### Brief A
Print the stretch from "As we continue in" through "and wide road?" in the sermon on walking with the Lord.
### Brief B
In the sermon on walking with the Lord, which Bible verse is cited as stating what God requires of man?

When my first girl Clarissa was born, I was about the proudest daddy you had ever seen. Still am. And I must say she was a daddy’s girl. When she said her first word, it was “dada!” I was proud, and I didn’t spend much time teaching her that either. But with walking, that was another story. I would force her to roll over until she could do it on her own, then when she began to crawl, I would pick up her hands and try to get her to walk. My reasoning…well if she’s going to play for the Kentucky Wildcat basketball team one day she better get started on her jump shot early!
But I worked with her and worked with her and then one day it happened. While we were visiting her Nanny and Papa, she grabbed on to the table and then she took one step, then another and then she literally ran…but not to me, but to her Papa! To her Papa! What did he do?
Now even though she didn’t walk to me, I was still very proud of her because learning to walk is a pivotal moment in her maturation process. Now just as once a child is physically born and that child must grow and eventually learn to walk; the Christian who has been born again spiritually must also learn to walk. Micah 6:8 tells us what God requires of man, and the third requirement is simply to, “Walk humbly with Your Lord.”
Now just the mention of the words walk with the Lord emphasizes to us that the Christian faith is one of a relationship with the Lord. Our religion is not a list of do’s and don’ts but rather it’s about a loving relationship between the Creator and His creation, a Father and His child. And the term walking implies also that this is to be a relationship that is constantly moving. As we continue down the path, we should be walking closer and closer to God and maturing spiritually as a result. You wouldn’t call a two-year-old immature when he plays with his food--that’s what toddlers do! However, by the time that youngster turns 21 or 22, his behavior should have changed as dramatically as his body. He should have made continual progress toward maturity.
And God wants to transform your life. Let him live long enough in a heart, and that heart will begin to change. Portraits of hurt will be replaced by landscapes of grace. Walls of anger will be demolished and shaky foundations restored. God can no more leave a life unchanged than a mother can leave her child’s tear untouched. It’s not enough for him to own you; he wants to change you. He wants you to walk and grow with Him.
As we continue in our series entitled, “I’ve been Born Again! Now What?” I want us to take a look at one of the first steps we make as a Christian and that is the choice to walk with our Lord. Will you walk with the Lord down the path of the straight and narrow or will you chose to walk the broad and wide road?

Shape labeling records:
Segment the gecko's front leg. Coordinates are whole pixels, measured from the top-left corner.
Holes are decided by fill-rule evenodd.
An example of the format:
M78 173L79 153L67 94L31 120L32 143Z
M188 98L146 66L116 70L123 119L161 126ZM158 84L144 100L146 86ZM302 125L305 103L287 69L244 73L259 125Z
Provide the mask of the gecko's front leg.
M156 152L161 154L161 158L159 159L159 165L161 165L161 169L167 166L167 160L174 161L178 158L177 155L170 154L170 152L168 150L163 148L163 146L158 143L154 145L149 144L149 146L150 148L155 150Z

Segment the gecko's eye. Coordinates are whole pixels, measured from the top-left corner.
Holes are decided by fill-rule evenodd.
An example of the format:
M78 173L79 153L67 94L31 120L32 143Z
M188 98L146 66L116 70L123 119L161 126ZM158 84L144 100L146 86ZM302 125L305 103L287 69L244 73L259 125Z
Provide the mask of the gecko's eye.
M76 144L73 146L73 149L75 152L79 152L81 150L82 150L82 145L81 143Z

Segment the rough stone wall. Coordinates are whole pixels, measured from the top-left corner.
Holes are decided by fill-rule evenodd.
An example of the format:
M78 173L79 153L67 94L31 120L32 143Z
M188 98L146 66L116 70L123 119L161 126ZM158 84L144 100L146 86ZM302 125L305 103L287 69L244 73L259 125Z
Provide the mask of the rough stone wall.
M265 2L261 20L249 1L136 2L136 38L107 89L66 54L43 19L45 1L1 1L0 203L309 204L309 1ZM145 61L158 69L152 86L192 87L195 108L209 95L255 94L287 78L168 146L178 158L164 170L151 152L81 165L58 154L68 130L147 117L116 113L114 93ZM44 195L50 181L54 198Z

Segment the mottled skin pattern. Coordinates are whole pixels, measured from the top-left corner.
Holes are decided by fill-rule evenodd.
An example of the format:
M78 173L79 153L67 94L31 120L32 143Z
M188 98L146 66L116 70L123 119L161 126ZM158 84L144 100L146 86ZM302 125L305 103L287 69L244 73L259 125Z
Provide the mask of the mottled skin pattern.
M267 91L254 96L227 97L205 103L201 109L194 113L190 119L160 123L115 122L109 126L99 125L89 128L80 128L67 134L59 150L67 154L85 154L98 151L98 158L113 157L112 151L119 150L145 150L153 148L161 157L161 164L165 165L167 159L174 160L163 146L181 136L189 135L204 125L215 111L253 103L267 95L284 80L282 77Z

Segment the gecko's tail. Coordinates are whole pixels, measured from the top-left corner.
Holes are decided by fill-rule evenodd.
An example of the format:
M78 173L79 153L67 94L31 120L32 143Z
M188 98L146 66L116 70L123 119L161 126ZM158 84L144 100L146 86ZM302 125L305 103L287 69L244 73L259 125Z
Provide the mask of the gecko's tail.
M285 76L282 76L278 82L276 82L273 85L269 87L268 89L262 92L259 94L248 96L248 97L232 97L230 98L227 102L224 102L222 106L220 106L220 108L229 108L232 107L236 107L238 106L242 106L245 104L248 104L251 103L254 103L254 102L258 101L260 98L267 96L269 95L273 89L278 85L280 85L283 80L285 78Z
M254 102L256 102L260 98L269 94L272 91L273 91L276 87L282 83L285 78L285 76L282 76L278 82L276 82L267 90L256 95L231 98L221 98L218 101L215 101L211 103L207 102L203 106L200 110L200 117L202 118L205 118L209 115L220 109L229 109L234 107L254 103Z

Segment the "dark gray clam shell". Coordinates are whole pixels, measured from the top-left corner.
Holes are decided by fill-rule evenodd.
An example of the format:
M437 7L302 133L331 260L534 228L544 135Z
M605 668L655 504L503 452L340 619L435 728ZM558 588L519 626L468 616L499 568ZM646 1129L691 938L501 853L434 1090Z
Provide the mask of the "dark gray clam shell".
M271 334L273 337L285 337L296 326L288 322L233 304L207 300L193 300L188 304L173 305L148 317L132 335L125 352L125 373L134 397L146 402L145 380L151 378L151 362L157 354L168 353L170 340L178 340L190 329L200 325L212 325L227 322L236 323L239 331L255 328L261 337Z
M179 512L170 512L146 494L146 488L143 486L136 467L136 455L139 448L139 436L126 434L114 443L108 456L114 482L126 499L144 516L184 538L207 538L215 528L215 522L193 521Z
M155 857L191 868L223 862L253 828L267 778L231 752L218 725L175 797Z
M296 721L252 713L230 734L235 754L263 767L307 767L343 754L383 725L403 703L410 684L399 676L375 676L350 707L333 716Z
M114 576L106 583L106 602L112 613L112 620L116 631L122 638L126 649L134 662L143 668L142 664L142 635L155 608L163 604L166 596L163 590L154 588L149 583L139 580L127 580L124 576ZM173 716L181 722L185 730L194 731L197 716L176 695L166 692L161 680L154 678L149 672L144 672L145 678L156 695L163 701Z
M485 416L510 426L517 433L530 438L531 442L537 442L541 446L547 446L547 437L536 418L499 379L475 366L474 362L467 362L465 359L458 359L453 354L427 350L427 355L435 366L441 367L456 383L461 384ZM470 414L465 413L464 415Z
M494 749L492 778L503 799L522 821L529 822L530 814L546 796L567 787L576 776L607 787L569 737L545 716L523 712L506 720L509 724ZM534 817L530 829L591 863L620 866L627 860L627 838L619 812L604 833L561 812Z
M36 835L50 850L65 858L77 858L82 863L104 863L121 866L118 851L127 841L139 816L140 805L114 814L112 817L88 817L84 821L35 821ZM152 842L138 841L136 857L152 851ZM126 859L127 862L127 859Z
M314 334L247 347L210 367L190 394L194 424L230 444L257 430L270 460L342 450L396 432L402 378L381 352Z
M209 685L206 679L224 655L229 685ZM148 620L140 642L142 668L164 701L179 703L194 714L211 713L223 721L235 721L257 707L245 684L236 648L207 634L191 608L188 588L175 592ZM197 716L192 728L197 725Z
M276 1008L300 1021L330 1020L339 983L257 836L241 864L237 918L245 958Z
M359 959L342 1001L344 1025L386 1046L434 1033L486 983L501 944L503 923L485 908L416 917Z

### Result A
As we continue in our series entitled, “I’ve been Born Again! Now What?” I want us to take a look at one of the first steps we make as a Christian and that is the choice to walk with our Lord. Will you walk with the Lord down the path of the straight and narrow or will you chose to walk the broad and wide road?

### Result B
Micah 6:8